━━ Provided material ━━

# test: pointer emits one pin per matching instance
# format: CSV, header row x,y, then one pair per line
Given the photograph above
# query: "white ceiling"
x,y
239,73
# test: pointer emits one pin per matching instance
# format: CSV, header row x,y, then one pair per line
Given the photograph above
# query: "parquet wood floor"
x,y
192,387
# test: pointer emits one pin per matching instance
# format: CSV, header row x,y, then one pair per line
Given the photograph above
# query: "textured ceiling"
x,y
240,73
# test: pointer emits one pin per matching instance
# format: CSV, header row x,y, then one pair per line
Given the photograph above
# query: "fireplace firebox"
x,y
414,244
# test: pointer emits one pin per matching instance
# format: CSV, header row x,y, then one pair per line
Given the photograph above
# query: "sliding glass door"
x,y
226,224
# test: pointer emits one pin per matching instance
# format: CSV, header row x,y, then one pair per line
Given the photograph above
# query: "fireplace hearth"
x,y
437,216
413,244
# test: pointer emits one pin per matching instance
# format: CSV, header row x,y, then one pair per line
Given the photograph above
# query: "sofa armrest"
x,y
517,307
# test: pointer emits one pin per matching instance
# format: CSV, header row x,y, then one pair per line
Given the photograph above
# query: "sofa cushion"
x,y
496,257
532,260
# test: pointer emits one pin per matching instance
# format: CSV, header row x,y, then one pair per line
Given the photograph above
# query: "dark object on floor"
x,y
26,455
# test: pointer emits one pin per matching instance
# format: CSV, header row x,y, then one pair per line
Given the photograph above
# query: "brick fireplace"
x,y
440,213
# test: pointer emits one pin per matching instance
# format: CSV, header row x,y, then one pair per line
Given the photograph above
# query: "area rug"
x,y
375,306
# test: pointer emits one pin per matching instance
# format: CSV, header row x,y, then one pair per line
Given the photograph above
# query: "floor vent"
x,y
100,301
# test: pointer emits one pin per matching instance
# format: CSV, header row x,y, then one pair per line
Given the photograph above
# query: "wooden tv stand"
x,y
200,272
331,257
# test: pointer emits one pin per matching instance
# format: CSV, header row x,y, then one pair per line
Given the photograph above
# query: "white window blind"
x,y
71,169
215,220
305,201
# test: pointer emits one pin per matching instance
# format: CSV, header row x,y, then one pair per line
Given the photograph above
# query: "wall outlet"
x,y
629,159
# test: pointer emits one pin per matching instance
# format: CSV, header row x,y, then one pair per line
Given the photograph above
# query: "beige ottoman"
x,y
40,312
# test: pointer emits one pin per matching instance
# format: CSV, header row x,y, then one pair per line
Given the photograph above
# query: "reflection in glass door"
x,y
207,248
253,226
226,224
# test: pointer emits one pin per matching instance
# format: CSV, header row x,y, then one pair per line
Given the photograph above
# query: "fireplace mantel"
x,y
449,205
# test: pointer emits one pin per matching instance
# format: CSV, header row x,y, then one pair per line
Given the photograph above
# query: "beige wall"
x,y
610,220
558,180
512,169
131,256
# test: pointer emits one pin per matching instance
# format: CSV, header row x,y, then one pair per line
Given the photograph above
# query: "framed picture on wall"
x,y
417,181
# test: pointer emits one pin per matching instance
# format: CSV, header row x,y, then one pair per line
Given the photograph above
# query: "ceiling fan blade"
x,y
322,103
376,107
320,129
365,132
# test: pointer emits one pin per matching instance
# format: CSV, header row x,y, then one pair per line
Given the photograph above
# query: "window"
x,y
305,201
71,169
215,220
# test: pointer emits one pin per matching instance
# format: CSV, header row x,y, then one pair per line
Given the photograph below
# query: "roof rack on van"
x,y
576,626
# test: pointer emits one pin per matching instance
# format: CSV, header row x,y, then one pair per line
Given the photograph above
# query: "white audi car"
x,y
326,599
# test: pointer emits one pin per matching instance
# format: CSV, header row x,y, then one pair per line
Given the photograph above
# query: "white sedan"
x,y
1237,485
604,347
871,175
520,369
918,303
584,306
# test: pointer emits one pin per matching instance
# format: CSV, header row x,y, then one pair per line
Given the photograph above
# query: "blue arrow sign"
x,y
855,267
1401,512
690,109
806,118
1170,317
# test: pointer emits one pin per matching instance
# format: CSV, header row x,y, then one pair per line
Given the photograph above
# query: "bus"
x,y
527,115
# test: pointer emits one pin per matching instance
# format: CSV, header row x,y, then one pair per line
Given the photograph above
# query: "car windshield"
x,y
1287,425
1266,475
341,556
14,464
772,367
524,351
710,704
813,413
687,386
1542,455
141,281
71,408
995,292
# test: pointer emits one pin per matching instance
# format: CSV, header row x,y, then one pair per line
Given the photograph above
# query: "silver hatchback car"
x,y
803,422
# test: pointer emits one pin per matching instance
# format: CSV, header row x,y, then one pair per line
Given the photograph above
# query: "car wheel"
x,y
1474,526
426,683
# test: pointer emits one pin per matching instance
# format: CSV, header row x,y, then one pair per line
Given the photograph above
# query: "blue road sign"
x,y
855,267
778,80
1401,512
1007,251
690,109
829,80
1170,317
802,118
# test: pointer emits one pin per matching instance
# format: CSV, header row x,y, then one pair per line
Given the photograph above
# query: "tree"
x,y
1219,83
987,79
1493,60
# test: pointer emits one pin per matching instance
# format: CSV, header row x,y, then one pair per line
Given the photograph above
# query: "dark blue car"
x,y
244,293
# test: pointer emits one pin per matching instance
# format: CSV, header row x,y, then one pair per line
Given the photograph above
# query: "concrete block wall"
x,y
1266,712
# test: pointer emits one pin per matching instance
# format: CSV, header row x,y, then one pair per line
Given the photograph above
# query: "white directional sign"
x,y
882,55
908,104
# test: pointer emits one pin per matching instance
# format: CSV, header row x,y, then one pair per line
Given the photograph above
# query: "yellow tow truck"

━━━

[What you need to do]: Repeat the lines above with every word intact.

[Answer space]:
# test: pointer emits one pin per matching instance
# format: CSV, header row x,y, then one pair per line
Given the photograph above
# query: "white ceiling"
x,y
239,73
# test: pointer emits one pin per matching instance
# format: CSV, header row x,y, then one pair per line
Given the photograph above
# query: "parquet wood floor"
x,y
192,387
# test: pointer emits one pin per matching instance
# format: CSV, header row x,y, then one pair per line
Given the photograph above
# query: "textured ceiling"
x,y
240,73
# test: pointer emits one pin per matching instance
# format: CSV, header row x,y, then one pair per line
Given the photograph above
# query: "fireplace firebox"
x,y
414,244
# test: pointer emits one pin per matching instance
# format: CSV, header row x,y, then one pair per line
Given the photograph above
# query: "sliding glass door"
x,y
226,224
# test: pointer emits one pin per matching instance
# format: CSV, header row x,y, then one pair per line
Given the photograph above
# query: "fireplace hearth"
x,y
437,216
413,244
# test: pointer emits one pin per matching instance
# format: CSV, header row x,y, then one pair per line
Given the photograph above
# query: "sofa armrest"
x,y
517,307
# test: pointer emits one pin per matching instance
# format: CSV, header row x,y, then one pair per line
Given the photograph above
# query: "sofa cushion"
x,y
496,257
532,260
# test: pointer emits one pin per matching instance
# format: CSV, header row x,y, then one pair per line
Given the photograph above
# query: "dark object on floor"
x,y
26,455
# test: pointer emits one pin per matching instance
# format: CSV, header row x,y, then one pair per line
Given the photograph above
# query: "brick fireplace"
x,y
440,213
# test: pointer emits one pin per matching instance
# format: CSV, header row x,y, then one pair per line
Given the photograph above
# query: "area rug"
x,y
375,306
# test: pointer emits one pin per matching instance
# format: CSV, header row x,y, then one pair per line
Given the photograph above
# query: "floor vent"
x,y
100,301
# test: pointer emits one pin per matching instance
# format: CSV, header row x,y, then one pair per line
Given the photograph above
# query: "wooden tv stand"
x,y
200,272
331,257
# test: pointer emits one pin per matching instance
# format: CSV, header row x,y, then one pair per line
Given the photograph above
# query: "white window blind"
x,y
71,169
215,220
305,201
# test: pointer emits one pin per matching instance
# format: CSV, header row x,y, then one pair per line
Given the photograph above
# query: "wall outlet"
x,y
629,159
# test: pointer emits one pin per matching instance
# format: CSV, header row x,y, then one pair per line
Given the photograph above
# query: "beige ottoman"
x,y
40,312
# test: pointer emits one pin per matching instance
# format: CSV, header row x,y, then one pair per line
Given the photograph above
# query: "reflection in glass door"
x,y
207,248
253,226
226,224
# test: pointer emits one pin per matching instance
# format: CSV, header row x,y, then one pair per line
Given the photograph above
# query: "fireplace mantel"
x,y
449,205
# test: pointer emits one pin per matching instance
# format: CSV, header row x,y, then one pair per line
Given the photograph above
# query: "beige wall"
x,y
610,220
558,180
512,169
131,256
# test: pointer emits one pin per matching instance
# format: CSV, header row x,y, then one pair per line
Given the photograph above
# query: "framed picture on wall"
x,y
417,181
# test: pointer emits one pin per matching instance
# format: CSV, header row x,y, then one pair per line
Given the photograph above
# query: "ceiling fan blade"
x,y
322,103
376,107
320,129
365,132
# test: pointer emits one pin per matching instance
# format: CSV, header row x,y, then one pair per line
Given the photograph above
# query: "window"
x,y
305,201
71,169
215,220
# test: pointer emits one pin per matching instance
# format: CSV, header row x,y, then one pair per line
Given the photograph below
# query: "roof rack on van"
x,y
576,626
# test: pointer emits one pin per matching instance
# format: CSV, header row x,y, then one pair per line
Given the photograph above
# query: "white audi car"
x,y
326,599
# test: pointer emits one pin per matching instance
# format: CSV, header row x,y, then one pair per line
Given the photograph above
# query: "white sedan"
x,y
1237,485
604,347
871,175
520,369
918,303
584,306
# test: pointer emits one pin per matching instance
# format: CSV, header row x,y, then one pair per line
Given the photograph above
# query: "blue arrow sign"
x,y
855,267
1401,512
690,109
806,118
1170,317
# test: pointer emits one pin per matching instance
# format: CSV, header row x,y, then one pair per line
Given the photograph above
# query: "bus"
x,y
527,115
# test: pointer emits one pin per matching instance
# format: CSV, header row x,y, then one pair per line
Given the photograph above
# query: "car windshield"
x,y
1287,425
1266,475
341,556
14,464
772,367
524,351
710,704
813,413
687,386
1542,455
141,281
71,408
995,292
# test: pointer emits one pin per matching instance
# format: CSV, header row x,y, then one pair per line
Given the photograph above
# query: "silver hatchback car"
x,y
803,422
# test: pointer emits one pin per matching instance
# format: CSV, header row x,y, then one pair per line
Given the photograph above
# query: "car wheel"
x,y
1474,526
426,683
# test: pointer emits one pin per matching instance
# format: CSV, header row x,y, then one pair per line
Given the photograph above
# query: "blue road sign"
x,y
855,267
778,80
1401,512
1007,251
690,109
829,80
1170,317
802,118
# test: pointer emits one pin per matching instance
# format: CSV, header row x,y, then one pair per line
Given the photograph above
# query: "tree"
x,y
1219,83
987,79
1493,60
# test: pointer emits one pin per matching instance
# format: CSV, header row x,y, then one pair per line
Given the photograph above
# query: "dark blue car"
x,y
244,293
# test: pointer emits one pin per matching instance
# format: CSV, header row x,y, then one pair per line
Given the photograph above
# query: "concrete block wall"
x,y
1266,712
# test: pointer emits one pin per matching instance
# format: CSV, header row x,y, then one pair per line
Given the photograph above
# query: "white directional sign"
x,y
882,55
908,104
# test: pointer emits one pin per matching instance
# format: CSV, header row x,y, then one pair per line
Given the photograph above
# query: "yellow tow truck"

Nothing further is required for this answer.